- **Task statement**
Omit each picture as you copy the entries exactly.

[Stored items]
┌──
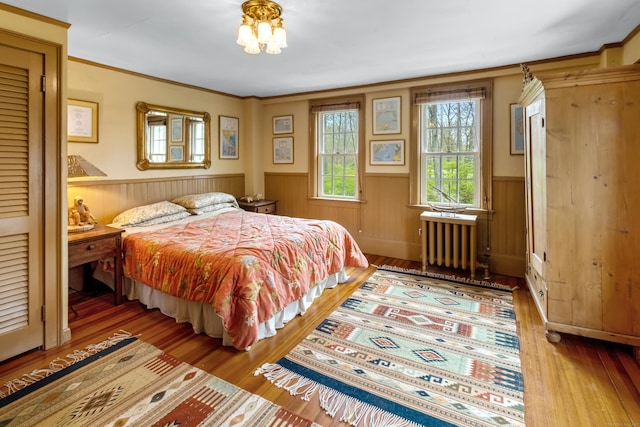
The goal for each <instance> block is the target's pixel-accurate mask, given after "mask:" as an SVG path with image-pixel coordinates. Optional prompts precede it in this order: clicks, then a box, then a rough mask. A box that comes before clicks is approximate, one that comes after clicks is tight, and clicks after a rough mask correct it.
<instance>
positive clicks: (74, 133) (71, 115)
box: [67, 99, 98, 143]
mask: <svg viewBox="0 0 640 427" xmlns="http://www.w3.org/2000/svg"><path fill="white" fill-rule="evenodd" d="M67 140H68V141H69V142H96V143H97V142H98V103H97V102H91V101H81V100H79V99H68V100H67Z"/></svg>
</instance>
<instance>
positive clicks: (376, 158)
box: [369, 139, 404, 166]
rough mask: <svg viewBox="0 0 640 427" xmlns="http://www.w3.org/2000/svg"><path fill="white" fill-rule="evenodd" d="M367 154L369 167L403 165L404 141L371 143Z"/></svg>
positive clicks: (399, 140)
mask: <svg viewBox="0 0 640 427" xmlns="http://www.w3.org/2000/svg"><path fill="white" fill-rule="evenodd" d="M369 153H370V155H371V157H370V160H369V163H370V164H371V165H394V166H400V165H404V139H399V140H395V141H371V143H370V146H369Z"/></svg>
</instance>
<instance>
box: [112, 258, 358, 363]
mask: <svg viewBox="0 0 640 427" xmlns="http://www.w3.org/2000/svg"><path fill="white" fill-rule="evenodd" d="M348 279H349V276H347V274H346V273H345V271H344V269H343V270H341V271H340V272H338V273H336V274H333V275H331V276H329V277H328V278H326V279H325V280H323V281H322V282H320V283H319V284H317V285H316V286H314V287H313V288H311V289H310V290H309V293H308V294H307V295H305V296H304V297H302V298H301V299H299V300H298V301H294V302H292V303H291V304H289V305H288V306H286V307H285V308H284V310H282V311H279V312H278V313H276V314H275V315H274V316H273V317H272V318H270V319H268V320H266V321H265V322H262V323H260V324H259V325H258V339H263V338H267V337H271V336H273V335H275V334H276V333H277V330H278V329H280V328H282V327H283V326H284V325H285V324H286V323H287V322H288V321H289V320H291V319H293V318H294V317H296V316H297V315H303V314H304V313H305V312H306V311H307V309H308V308H309V306H311V303H312V302H313V300H314V299H316V298H317V297H319V296H320V295H321V294H322V292H323V291H324V290H325V289H327V288H334V287H336V286H337V285H338V284H340V283H344V282H346V281H347V280H348ZM123 282H124V283H123V293H124V294H125V295H126V297H127V298H128V299H130V300H139V301H140V302H141V303H142V304H144V305H146V306H147V308H158V309H160V311H161V312H162V313H163V314H165V315H167V316H169V317H172V318H174V319H175V320H176V322H178V323H184V322H188V323H190V324H191V325H192V326H193V331H194V332H195V333H197V334H202V333H205V334H207V335H209V336H210V337H213V338H222V344H223V345H225V346H231V345H232V344H231V339H230V337H229V334H228V333H227V331H226V330H225V329H224V327H223V326H222V318H221V317H220V316H218V314H216V312H215V311H214V310H213V306H211V305H209V304H203V303H198V302H193V301H186V300H183V299H181V298H178V297H174V296H172V295H169V294H166V293H164V292H161V291H158V290H156V289H153V288H151V287H149V286H146V285H144V284H142V283H140V282H137V281H134V280H131V279H129V278H125V279H124V281H123ZM247 350H248V349H247Z"/></svg>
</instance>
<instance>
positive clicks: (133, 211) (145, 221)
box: [112, 200, 186, 226]
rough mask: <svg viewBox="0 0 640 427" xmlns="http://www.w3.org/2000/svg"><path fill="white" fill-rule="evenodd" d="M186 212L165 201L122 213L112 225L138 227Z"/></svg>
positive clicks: (114, 220)
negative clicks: (156, 220) (144, 223)
mask: <svg viewBox="0 0 640 427" xmlns="http://www.w3.org/2000/svg"><path fill="white" fill-rule="evenodd" d="M185 211H186V209H185V208H184V207H183V206H180V205H177V204H175V203H171V202H169V201H166V200H165V201H163V202H158V203H152V204H150V205H143V206H136V207H135V208H131V209H128V210H126V211H124V212H121V213H119V214H118V215H117V216H116V217H115V218H114V219H113V221H112V224H114V225H115V226H123V225H136V224H140V223H142V222H146V221H150V220H152V219H156V218H160V217H162V216H167V215H173V214H177V213H180V212H185Z"/></svg>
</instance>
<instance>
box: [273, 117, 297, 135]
mask: <svg viewBox="0 0 640 427" xmlns="http://www.w3.org/2000/svg"><path fill="white" fill-rule="evenodd" d="M273 133H274V135H277V134H281V133H293V116H277V117H274V118H273Z"/></svg>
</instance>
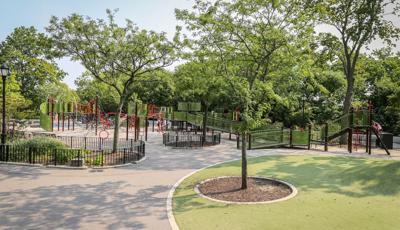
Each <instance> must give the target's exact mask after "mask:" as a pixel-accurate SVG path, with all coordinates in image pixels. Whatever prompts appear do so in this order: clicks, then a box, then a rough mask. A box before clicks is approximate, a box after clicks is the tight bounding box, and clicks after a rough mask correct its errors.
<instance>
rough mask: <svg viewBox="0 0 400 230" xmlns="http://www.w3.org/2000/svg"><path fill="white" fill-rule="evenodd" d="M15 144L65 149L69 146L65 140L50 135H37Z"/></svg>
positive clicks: (39, 147)
mask: <svg viewBox="0 0 400 230" xmlns="http://www.w3.org/2000/svg"><path fill="white" fill-rule="evenodd" d="M15 145H16V146H18V147H24V148H32V149H43V148H45V149H64V148H66V147H67V145H65V144H64V143H63V142H61V141H59V140H57V139H54V138H50V137H35V138H33V139H29V140H22V141H18V142H17V143H15Z"/></svg>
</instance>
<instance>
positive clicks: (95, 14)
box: [0, 0, 194, 89]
└──
- **Written solution**
The goal for each <instance> block is the target's pixel-accurate mask, given after "mask:" as an SVG path with image-pixel coordinates. Optional prompts precede it in this order: clicks, then a box, then a rough mask. A box that comes before clicks is approximate, one that comes after clicks is tight, and clicks after a rough mask correct it.
<instance>
positive clicks: (74, 133) (71, 115)
box: [67, 99, 98, 143]
mask: <svg viewBox="0 0 640 427" xmlns="http://www.w3.org/2000/svg"><path fill="white" fill-rule="evenodd" d="M67 140H68V141H69V142H96V143H97V142H98V103H97V102H91V101H81V100H79V99H68V100H67Z"/></svg>
</instance>
<instance>
positive clicks: (376, 158)
box: [369, 139, 404, 166]
rough mask: <svg viewBox="0 0 640 427" xmlns="http://www.w3.org/2000/svg"><path fill="white" fill-rule="evenodd" d="M367 154L369 167L403 165L404 141L371 143Z"/></svg>
positive clicks: (399, 140)
mask: <svg viewBox="0 0 640 427" xmlns="http://www.w3.org/2000/svg"><path fill="white" fill-rule="evenodd" d="M369 153H370V155H371V157H370V160H369V163H370V164H371V165H394V166H400V165H404V139H399V140H395V141H371V143H370V146H369Z"/></svg>
</instance>
<instance>
box: [112, 258, 358, 363]
mask: <svg viewBox="0 0 640 427" xmlns="http://www.w3.org/2000/svg"><path fill="white" fill-rule="evenodd" d="M348 279H349V276H347V274H346V273H345V271H344V269H343V270H341V271H340V272H338V273H336V274H333V275H331V276H329V277H328V278H326V279H325V280H323V281H322V282H320V283H319V284H317V285H316V286H314V287H313V288H311V289H310V290H309V293H308V294H307V295H305V296H304V297H302V298H301V299H299V300H298V301H294V302H292V303H291V304H289V305H288V306H286V307H285V308H284V310H282V311H279V312H278V313H276V314H275V315H274V316H273V317H272V318H270V319H268V320H266V321H265V322H262V323H260V324H259V325H258V339H263V338H267V337H271V336H273V335H275V334H276V333H277V330H278V329H280V328H282V327H283V326H284V325H285V324H286V323H287V322H288V321H289V320H291V319H293V318H294V317H296V316H297V315H303V314H304V313H305V312H306V311H307V309H308V308H309V306H311V303H312V302H313V300H314V299H316V298H317V297H319V296H320V295H321V294H322V292H323V291H324V290H325V289H327V288H334V287H336V286H337V285H338V284H340V283H344V282H346V281H347V280H348ZM123 282H124V283H123V293H124V294H125V295H126V297H127V298H128V299H130V300H139V301H140V302H141V303H142V304H144V305H146V306H147V308H158V309H160V311H161V312H162V313H163V314H165V315H167V316H169V317H172V318H174V319H175V320H176V322H178V323H184V322H188V323H190V324H191V325H192V326H193V331H194V332H195V333H197V334H202V333H205V334H207V335H209V336H210V337H213V338H222V344H223V345H225V346H231V345H232V344H231V339H230V337H229V334H228V333H227V331H226V330H225V329H224V327H223V326H222V318H221V317H220V316H218V314H216V312H215V311H214V310H213V306H211V305H209V304H203V303H198V302H193V301H186V300H183V299H181V298H178V297H174V296H172V295H169V294H166V293H164V292H161V291H158V290H156V289H153V288H151V287H149V286H146V285H144V284H142V283H140V282H137V281H134V280H131V279H129V278H125V279H124V281H123ZM247 350H248V349H247Z"/></svg>
</instance>
<instance>
positive clicks: (133, 211) (145, 221)
box: [112, 200, 186, 226]
rough mask: <svg viewBox="0 0 640 427" xmlns="http://www.w3.org/2000/svg"><path fill="white" fill-rule="evenodd" d="M186 212L165 201L122 213L112 225L138 227Z"/></svg>
positive clicks: (114, 220)
negative clicks: (156, 220) (144, 223)
mask: <svg viewBox="0 0 640 427" xmlns="http://www.w3.org/2000/svg"><path fill="white" fill-rule="evenodd" d="M185 211H186V209H185V208H184V207H183V206H180V205H177V204H175V203H171V202H169V201H166V200H165V201H163V202H158V203H152V204H150V205H143V206H136V207H135V208H131V209H128V210H126V211H124V212H121V213H119V214H118V215H117V216H116V217H115V218H114V219H113V221H112V224H114V225H115V226H123V225H136V224H140V223H142V222H146V221H150V220H152V219H156V218H160V217H162V216H167V215H173V214H177V213H180V212H185Z"/></svg>
</instance>
<instance>
box: [273, 117, 297, 135]
mask: <svg viewBox="0 0 640 427" xmlns="http://www.w3.org/2000/svg"><path fill="white" fill-rule="evenodd" d="M273 133H274V135H277V134H281V133H293V116H277V117H274V118H273Z"/></svg>
</instance>
Each <instance> must give the target's exact mask after "mask:" as a pixel-accurate SVG path, with all coordinates in image pixels. Whatever prompts appear do so in this order: clicks, then a box, then a rough mask. A box before clicks is approximate, a box after clicks is the tight bounding box, and clicks after a rough mask correct its errors.
<instance>
rough mask: <svg viewBox="0 0 400 230" xmlns="http://www.w3.org/2000/svg"><path fill="white" fill-rule="evenodd" d="M15 144L65 149L69 146L65 140L50 135H37Z"/></svg>
positive clicks: (39, 147)
mask: <svg viewBox="0 0 400 230" xmlns="http://www.w3.org/2000/svg"><path fill="white" fill-rule="evenodd" d="M15 145H16V146H18V147H24V148H32V149H43V148H45V149H64V148H66V147H67V145H65V144H64V143H63V142H61V141H59V140H57V139H54V138H50V137H35V138H33V139H29V140H22V141H18V142H17V143H15Z"/></svg>
</instance>
<instance>
positive clicks: (95, 14)
box: [0, 0, 194, 89]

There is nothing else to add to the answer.